◆ What needs to be done: Repeat the data exactly as it stands.
---+---
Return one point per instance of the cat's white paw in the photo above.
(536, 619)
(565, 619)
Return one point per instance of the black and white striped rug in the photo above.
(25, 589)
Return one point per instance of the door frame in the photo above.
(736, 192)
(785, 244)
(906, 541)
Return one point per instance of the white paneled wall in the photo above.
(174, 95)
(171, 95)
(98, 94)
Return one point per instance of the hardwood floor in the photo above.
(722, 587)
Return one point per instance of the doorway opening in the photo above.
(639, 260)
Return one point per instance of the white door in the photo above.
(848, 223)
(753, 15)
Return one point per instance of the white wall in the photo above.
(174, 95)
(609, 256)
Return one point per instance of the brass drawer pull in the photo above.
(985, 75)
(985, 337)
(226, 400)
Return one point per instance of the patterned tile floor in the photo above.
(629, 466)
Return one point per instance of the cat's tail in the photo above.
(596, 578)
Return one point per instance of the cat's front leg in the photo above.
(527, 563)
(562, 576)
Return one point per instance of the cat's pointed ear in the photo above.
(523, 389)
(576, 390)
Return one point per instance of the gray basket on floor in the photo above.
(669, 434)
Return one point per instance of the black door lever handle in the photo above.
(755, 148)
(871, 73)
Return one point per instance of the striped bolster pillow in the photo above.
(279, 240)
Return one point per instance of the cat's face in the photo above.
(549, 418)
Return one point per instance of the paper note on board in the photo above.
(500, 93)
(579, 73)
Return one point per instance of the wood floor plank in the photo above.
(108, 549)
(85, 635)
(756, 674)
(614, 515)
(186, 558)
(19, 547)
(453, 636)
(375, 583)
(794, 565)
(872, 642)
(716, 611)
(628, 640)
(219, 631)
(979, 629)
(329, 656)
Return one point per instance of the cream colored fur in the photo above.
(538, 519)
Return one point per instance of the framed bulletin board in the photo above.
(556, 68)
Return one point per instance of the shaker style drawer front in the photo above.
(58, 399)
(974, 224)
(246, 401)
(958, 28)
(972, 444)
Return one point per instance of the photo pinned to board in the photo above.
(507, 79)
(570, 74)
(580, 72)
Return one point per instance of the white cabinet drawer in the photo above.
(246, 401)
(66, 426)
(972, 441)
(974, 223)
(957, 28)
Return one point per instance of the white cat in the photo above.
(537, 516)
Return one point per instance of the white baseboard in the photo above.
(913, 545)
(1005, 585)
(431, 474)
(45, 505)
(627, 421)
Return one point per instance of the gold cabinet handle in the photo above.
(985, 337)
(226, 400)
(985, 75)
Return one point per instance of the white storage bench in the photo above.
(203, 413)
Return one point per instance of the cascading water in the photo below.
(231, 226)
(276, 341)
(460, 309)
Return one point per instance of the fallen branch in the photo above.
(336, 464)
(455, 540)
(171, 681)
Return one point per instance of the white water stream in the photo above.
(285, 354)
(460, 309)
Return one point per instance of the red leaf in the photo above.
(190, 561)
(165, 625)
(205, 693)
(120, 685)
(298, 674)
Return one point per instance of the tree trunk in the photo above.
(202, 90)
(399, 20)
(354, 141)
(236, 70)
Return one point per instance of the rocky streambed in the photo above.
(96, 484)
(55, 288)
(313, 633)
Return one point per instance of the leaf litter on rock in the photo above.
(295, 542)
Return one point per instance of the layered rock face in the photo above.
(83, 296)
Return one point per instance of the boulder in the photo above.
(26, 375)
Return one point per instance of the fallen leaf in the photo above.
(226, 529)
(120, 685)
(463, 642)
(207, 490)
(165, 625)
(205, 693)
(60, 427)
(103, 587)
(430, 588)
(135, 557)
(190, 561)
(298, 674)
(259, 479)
---+---
◆ Solution to the problem:
Return one point per instance of the cat's white paw in the photo above.
(536, 619)
(565, 619)
Return one point per instance of the black and white striped rug in the photo above.
(25, 589)
Return one point per instance of the door frame in the photo above.
(736, 192)
(785, 244)
(906, 541)
Return one point per instance of the white paneled wall in the photo above.
(174, 95)
(171, 95)
(98, 94)
Return one point per instance of the hardwood floor in the photo above.
(722, 587)
Return one point per instance of the doorway opening in the photo above.
(639, 260)
Return one point per instance of the white door in the photo above.
(848, 223)
(753, 15)
Return one point per instance of the white wall in the photo above.
(174, 95)
(609, 256)
Return one point per instance of the brass drawer pull in the photo above.
(985, 75)
(985, 337)
(226, 400)
Return one point per instance of the patterned tile floor in the photo above.
(629, 466)
Return one point per instance of the cat's tail in the photo above.
(596, 578)
Return one point per instance of the cat's front leg in the photo above.
(527, 563)
(562, 576)
Return one point per instance of the cat's pointed ear in the photo above.
(523, 389)
(576, 390)
Return one point per instance of the gray basket on floor in the photo above.
(669, 434)
Return one point per instance of the black door lever handle in the photo above.
(755, 148)
(871, 73)
Return one point per instance of the striped bolster pillow in the photo above.
(279, 240)
Return one point per instance of the cat's face in the photo above.
(549, 418)
Return one point per instance of the paper note on board in the photo above.
(500, 93)
(579, 73)
Return one point per instance of the wood floor plank in the photo above.
(108, 549)
(85, 635)
(756, 674)
(614, 515)
(186, 558)
(19, 547)
(453, 636)
(375, 583)
(794, 565)
(872, 642)
(716, 611)
(628, 640)
(219, 631)
(979, 629)
(329, 656)
Return one point per instance of the cream colored fur in the photo above.
(538, 519)
Return one point per instance of the framed bulletin board in the photo above.
(556, 68)
Return one point per instance of the shaker style drawer front in the photo above.
(58, 399)
(974, 224)
(246, 401)
(958, 28)
(972, 444)
Return one point per instance of the photo pinned to board in the photo above.
(507, 79)
(570, 74)
(580, 72)
Return one point per instance of the white cabinet drawer in the photo above.
(246, 401)
(66, 426)
(972, 441)
(974, 223)
(957, 28)
Return one point per instance of the white cat in the photo above.
(537, 516)
Return one point per instance of the white baseboard in the photo above.
(913, 545)
(1005, 585)
(431, 474)
(45, 505)
(627, 421)
Return one point per instance of the gold cabinet handle in the photo above.
(985, 337)
(226, 400)
(985, 75)
Return one point per instance of the white storage bench in the photo above.
(203, 413)
Return one point per instance of the cascading water in the photo below.
(231, 226)
(276, 341)
(460, 309)
Return one point per instance of the fallen branch in the photo above.
(336, 464)
(455, 540)
(171, 681)
Return one point per instance of the white water stream in the photo above.
(285, 354)
(460, 309)
Return one point per instance of the red leaf in the photo above.
(190, 561)
(165, 625)
(205, 693)
(120, 685)
(298, 674)
Return one point per instance of the tree trunk in the photo above.
(202, 90)
(399, 20)
(354, 141)
(236, 70)
Return one point per instance of the rocky streambed in the photo above.
(96, 484)
(55, 288)
(313, 633)
Return one point per instance of the leaf litter on rock in the photo above.
(295, 542)
Return one point per instance of the layered rock face in the photo above.
(83, 296)
Return one point per instance of the boulder in the photo above.
(26, 375)
Return one point per instance of the fallen leaf in the photo above.
(226, 529)
(120, 685)
(463, 642)
(207, 490)
(165, 625)
(205, 693)
(60, 427)
(103, 587)
(430, 588)
(135, 557)
(190, 561)
(298, 674)
(259, 479)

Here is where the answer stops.